### Extract to read

Foodstuffs

Friday, 24 November 2017

Kiwi families say no to 50 tonnes of sugar

Foodstuffs has revealed today that its school-based Food for Thought nutrition education programme has resulted in New Zealand families reducing their sugar intake from soft drinks alone by a massive 50 tonnes.  This equates to around 9 elephants the size of Burma and Anjalee at Auckland Zoo, 38 Mazda hatchbacks, or 476 All Blacks. 

 

Over the last decade children in years 5 and 6 have been taken through a programme in the classroom and then in a real world PAK'nSAVE, New World or Four Square supermarket. The programme, which is delivered by a team of Food for Thought Nutritionists and the Heart Foundation Nutrition Advisors, teaches children to differentiate between ‘every day’ foods and ‘sometimes’ foods with higher sugar and salt levels, and encourages children to choose more every day options.

“We are truly staggered by the outcome of this wonderful programme. To date we’ve had more than 141,000 New Zealand school children go through Food for Thought in their classrooms and in our stores, learning and practising how to make better food choices. The great pay-off is that they then share their knowledge with their families – to dramatic effect,” says Steve Anderson, Managing Director Foodstuffs New Zealand.

Foodstuffs recently conducted a research study looking at the impact of the Food for Thought programme on participants and their families. The study measured the change in purchase behaviour in families who had a child go through Food for Thought. “The results are really encouraging – so much so, that we have committed to doubling the size of the programme with an aim to be in every primary school in New Zealand.”

Prior to their children going through the programme, families were more likely than the research control group to shop in ‘unhealthy’ categories – which include soft drinks, snack foods and confectionery. Post the programme, the study showed that Food for Thought Families reduced their purchases by 3% in this category – this means that for every 100 families who went through the programme, three stopped shopping in these categories. The standout result was a 7% reduction in the soft drink category, and a 2% reduction in confectionery as a share of their total shop.

### Required task
Carry on the Foodstuffs news release about the Food for Thought nutrition program, starting right after its last sentence.

[Coordinate annotation entries]
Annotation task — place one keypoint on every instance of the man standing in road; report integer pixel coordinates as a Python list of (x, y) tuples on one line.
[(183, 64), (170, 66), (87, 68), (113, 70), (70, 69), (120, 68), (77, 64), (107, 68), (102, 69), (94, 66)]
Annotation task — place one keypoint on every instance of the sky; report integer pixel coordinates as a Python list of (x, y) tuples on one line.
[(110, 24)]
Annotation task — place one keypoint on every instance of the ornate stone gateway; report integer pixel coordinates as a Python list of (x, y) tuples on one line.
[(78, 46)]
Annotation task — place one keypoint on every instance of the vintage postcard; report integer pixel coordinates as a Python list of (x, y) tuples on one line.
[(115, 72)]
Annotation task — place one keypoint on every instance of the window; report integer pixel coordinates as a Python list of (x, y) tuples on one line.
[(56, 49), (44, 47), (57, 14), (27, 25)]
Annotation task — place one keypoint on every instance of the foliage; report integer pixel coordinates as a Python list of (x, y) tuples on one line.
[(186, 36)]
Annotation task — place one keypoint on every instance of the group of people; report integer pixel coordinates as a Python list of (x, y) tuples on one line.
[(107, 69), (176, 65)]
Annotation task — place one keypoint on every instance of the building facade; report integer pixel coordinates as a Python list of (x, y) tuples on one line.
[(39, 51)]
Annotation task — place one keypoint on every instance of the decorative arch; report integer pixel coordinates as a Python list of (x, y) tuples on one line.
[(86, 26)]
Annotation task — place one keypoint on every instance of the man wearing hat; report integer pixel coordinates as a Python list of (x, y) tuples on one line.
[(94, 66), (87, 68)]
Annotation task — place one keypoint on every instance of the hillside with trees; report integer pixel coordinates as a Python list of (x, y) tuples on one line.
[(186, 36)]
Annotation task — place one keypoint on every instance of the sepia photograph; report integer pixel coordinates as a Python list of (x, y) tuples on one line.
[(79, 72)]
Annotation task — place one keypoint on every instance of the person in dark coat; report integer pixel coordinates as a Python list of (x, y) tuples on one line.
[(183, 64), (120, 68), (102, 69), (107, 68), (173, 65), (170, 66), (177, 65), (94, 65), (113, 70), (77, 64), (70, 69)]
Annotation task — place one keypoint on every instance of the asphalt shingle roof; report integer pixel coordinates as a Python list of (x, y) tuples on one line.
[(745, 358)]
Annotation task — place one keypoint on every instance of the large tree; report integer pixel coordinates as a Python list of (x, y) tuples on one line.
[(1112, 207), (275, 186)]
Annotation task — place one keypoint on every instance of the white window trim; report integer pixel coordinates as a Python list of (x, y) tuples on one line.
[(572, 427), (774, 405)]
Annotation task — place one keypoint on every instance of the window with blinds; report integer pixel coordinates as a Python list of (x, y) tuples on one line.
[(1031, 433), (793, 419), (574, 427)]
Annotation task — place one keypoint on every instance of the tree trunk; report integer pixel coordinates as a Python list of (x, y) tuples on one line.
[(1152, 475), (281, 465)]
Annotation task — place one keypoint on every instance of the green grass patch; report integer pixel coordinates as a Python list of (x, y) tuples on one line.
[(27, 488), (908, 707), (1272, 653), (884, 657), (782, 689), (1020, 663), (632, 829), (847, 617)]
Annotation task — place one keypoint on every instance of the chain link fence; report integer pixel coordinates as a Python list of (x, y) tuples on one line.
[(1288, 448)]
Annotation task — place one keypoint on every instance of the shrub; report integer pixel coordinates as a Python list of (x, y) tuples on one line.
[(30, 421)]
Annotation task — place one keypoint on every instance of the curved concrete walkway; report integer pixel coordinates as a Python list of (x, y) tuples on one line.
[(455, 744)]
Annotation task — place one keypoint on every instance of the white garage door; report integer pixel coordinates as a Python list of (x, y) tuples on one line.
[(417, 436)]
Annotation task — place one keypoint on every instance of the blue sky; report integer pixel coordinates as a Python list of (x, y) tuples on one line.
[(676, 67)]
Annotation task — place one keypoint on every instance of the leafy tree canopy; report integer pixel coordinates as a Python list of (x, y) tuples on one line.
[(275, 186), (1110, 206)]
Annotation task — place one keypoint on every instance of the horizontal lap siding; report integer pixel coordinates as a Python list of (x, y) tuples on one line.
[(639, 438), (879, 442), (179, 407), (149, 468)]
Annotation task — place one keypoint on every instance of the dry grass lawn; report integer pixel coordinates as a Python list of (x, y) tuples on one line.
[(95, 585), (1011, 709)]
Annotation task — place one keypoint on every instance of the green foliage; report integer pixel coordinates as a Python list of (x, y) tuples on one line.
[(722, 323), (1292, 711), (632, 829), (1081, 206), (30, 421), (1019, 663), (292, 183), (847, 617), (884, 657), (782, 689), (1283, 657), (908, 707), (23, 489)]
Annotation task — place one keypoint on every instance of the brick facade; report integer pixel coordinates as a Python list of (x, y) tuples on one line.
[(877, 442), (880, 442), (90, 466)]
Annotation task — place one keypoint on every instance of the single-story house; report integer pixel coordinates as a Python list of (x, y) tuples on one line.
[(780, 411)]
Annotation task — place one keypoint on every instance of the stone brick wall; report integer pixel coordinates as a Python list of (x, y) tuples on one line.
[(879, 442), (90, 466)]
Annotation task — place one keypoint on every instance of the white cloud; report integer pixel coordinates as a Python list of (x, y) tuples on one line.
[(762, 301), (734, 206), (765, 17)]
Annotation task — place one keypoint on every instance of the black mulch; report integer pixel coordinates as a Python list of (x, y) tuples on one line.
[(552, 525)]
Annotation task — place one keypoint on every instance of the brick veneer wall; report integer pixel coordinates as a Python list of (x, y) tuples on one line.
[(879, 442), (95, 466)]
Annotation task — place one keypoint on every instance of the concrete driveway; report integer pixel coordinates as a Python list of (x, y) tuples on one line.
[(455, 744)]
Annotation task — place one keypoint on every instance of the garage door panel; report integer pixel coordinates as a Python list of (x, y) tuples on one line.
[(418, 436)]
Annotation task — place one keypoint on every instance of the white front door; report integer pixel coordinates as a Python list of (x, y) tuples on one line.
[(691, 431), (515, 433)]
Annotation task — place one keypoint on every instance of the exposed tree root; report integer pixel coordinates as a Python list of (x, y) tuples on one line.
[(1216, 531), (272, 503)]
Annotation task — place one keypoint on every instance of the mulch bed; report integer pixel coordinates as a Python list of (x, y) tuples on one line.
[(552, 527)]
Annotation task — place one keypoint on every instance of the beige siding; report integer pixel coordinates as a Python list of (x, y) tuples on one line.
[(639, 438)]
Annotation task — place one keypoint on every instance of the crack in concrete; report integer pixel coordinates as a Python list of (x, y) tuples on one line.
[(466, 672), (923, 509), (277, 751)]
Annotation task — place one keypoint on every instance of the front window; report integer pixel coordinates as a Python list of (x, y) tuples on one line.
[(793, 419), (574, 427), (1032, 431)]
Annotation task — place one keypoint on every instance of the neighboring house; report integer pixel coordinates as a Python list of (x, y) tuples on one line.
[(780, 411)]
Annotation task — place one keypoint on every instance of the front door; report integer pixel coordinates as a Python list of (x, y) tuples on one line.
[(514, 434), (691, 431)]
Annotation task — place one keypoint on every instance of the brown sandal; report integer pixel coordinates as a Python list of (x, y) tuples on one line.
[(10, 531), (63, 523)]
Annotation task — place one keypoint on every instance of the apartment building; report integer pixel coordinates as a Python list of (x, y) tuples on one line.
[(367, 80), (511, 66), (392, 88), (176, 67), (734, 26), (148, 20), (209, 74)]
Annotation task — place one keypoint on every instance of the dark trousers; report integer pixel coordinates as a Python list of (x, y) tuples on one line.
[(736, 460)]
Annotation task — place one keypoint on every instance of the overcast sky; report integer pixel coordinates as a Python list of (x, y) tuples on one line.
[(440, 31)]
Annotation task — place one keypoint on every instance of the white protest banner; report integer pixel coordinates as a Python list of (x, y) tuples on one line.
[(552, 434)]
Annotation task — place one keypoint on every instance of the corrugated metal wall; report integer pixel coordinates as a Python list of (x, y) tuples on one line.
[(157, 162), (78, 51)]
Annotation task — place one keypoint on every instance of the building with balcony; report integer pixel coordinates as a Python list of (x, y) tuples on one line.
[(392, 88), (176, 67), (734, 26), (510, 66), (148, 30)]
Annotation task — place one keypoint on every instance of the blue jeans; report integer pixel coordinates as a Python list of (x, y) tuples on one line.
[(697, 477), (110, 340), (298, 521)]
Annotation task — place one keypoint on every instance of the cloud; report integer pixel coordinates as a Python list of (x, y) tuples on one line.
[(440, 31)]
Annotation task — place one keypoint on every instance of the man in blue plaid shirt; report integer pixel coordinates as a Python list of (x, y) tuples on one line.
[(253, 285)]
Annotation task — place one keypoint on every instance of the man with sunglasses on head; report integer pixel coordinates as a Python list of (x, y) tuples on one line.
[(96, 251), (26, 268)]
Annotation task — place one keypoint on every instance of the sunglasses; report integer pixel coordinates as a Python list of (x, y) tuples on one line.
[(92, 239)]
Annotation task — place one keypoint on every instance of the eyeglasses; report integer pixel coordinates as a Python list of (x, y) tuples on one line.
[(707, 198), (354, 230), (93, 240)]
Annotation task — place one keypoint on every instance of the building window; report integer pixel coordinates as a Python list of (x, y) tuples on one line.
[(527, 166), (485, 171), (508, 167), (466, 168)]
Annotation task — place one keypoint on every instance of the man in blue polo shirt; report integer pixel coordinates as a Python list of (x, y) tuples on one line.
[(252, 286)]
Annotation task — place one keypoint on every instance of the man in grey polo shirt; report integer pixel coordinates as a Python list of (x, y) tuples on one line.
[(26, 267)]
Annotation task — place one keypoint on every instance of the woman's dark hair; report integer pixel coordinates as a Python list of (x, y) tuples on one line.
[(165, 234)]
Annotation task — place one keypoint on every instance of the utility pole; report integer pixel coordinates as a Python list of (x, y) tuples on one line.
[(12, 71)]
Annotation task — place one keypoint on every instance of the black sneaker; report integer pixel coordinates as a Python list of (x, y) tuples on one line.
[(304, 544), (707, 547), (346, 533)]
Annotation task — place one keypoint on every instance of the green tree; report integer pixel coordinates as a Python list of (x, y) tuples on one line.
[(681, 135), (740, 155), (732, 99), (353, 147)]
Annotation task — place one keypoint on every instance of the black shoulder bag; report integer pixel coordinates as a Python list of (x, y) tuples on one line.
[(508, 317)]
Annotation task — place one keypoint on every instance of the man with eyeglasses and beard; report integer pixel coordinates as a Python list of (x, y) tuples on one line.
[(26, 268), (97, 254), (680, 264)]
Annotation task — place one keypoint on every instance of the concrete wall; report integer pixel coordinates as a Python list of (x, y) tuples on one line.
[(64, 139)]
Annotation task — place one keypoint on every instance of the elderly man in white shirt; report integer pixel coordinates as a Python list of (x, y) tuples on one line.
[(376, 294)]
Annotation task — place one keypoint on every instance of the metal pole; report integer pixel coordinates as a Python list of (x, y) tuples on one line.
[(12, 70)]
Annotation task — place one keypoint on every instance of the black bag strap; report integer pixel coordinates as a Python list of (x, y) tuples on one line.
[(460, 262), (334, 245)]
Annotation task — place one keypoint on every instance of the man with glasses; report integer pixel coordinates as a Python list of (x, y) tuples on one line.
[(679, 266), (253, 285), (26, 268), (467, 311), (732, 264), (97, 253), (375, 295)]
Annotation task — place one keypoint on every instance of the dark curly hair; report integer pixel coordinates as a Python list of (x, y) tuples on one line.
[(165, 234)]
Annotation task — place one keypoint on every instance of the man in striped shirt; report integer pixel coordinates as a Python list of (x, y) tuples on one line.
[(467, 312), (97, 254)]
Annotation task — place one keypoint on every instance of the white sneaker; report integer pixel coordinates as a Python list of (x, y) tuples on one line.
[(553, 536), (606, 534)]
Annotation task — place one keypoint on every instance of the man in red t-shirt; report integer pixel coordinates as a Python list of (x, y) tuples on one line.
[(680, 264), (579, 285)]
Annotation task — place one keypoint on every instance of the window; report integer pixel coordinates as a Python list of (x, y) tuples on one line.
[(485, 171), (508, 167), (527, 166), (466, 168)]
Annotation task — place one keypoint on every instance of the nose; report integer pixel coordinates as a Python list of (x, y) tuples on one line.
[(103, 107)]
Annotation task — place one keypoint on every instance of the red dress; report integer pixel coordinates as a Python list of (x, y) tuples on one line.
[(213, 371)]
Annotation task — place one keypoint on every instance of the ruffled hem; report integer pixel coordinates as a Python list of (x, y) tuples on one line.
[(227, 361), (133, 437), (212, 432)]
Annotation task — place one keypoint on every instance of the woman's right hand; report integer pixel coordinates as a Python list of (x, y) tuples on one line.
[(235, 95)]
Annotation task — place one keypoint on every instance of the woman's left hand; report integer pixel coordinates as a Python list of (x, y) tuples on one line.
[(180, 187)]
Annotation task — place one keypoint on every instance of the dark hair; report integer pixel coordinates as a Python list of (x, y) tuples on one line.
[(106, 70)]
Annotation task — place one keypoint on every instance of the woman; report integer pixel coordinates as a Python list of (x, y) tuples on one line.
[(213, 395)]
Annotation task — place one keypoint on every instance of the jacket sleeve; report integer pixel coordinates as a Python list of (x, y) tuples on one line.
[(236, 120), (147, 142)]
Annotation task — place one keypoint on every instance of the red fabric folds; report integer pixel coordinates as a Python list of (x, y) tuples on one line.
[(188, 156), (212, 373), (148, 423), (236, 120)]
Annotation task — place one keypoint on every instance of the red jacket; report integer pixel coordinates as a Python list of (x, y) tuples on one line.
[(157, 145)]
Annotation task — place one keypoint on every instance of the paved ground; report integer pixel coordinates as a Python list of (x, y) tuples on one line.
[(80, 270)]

### Response below
“It’s all about making it fun to make the right choice,” says Steve Anderson. “While everything we do is based on facts, we get the children to understand simple things like how many spoonfuls of sugar are in the average 1 litre bottle of softdrink. They are honestly shocked and it makes them think twice.”

“The programme is not about banning treat foods, it’s about helping children make more informed choices. That they share this with their families means that the programme exposes thousands more New Zealanders to better ideas about the food and beverages which end up in their fridge and pantry.”

The Food for Thought programme is an important tool in the fight against childhood obesity according to the team at the Heart Foundation.

Tony Duncan, CEO Heart Foundation says, “We’ve been a partner with the Food for Thought Education Trust since 2010. Children and their parents are in supermarkets every week – confronted by a baffling array of products which carry a whole lot of information about their nutritional content.

“This practical programme has helped thousands of families understand how to shop for healthier food. With Foodstuffs committing to doubling the scope of the programme, our community will reap huge rewards, very quickly. We are keen to share these results with Government to see how we can integrate this into other initiatives. Together we can look forward to healthier, happier New Zealand families.”

Steve Anderson says, “We have proven that Food for Thought is reaching the right people and it’s changing behaviour. We are fully committed to playing our part in developing and nurturing healthy communities throughout New Zealand, and this exciting programme will continue to be an important part of our sustainability programme.”

--ENDS--

FFT Mia

Notes to editors

For more information on the Food for Thought Education Trust head to www.foodforthought.co.nz.

Research project:

• 385 Food for Thought families and their purchases were evaluated as part of the research study, against a control group of 15,000 people.
• Each Food for Thought household on average reduced the number of soft drinks purchased by 0.2 units per week, against the comparison households of 0.1 units.
• Each unit of soft drink contains on average 65g of sugar.
• Each Food for Thought household has one main shopper and families average 3.6 members per household.

FFT 2

FFT Classroom

Got a question about this page?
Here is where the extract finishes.